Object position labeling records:
- - -

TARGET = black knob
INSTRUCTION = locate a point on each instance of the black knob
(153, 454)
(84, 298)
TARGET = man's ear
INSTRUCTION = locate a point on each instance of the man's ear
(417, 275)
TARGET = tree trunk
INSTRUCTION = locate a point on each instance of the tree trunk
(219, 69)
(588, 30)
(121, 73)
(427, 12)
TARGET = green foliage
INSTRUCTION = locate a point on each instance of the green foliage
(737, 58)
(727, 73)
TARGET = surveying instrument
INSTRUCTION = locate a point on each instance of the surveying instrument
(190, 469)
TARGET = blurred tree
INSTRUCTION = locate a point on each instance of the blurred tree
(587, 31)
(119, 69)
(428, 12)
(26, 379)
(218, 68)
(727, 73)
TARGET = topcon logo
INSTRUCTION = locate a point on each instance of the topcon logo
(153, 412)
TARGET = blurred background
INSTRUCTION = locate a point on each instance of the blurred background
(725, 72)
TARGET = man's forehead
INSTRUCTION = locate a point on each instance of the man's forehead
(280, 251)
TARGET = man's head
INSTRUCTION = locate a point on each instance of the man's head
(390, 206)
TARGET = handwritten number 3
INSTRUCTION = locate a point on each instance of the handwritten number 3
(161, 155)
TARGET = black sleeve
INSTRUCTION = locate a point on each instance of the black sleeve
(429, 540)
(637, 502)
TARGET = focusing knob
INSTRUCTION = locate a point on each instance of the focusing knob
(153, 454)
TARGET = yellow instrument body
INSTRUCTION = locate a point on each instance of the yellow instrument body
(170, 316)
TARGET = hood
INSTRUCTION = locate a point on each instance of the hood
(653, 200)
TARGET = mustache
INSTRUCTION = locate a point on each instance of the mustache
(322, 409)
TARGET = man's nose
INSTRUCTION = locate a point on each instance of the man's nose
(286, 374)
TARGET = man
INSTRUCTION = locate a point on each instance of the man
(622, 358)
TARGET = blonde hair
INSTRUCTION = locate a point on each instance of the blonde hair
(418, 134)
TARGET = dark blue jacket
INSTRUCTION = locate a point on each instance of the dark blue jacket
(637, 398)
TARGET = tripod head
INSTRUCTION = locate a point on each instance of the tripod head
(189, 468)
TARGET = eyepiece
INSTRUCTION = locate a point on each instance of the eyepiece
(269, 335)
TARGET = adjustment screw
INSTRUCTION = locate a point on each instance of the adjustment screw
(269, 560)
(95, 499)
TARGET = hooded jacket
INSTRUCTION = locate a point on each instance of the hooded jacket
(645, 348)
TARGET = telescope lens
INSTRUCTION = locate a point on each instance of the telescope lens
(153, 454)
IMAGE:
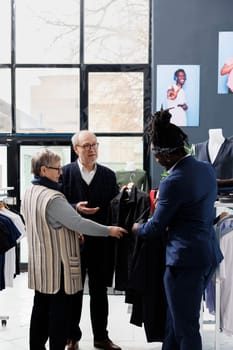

- - -

• Given request: Pull out every line of the records above that contains the word "logo", treating uppercase and lowercase letters as different.

• Task response:
TARGET = topcon logo
INSTRUCTION = locate a point on each instance of the topcon logo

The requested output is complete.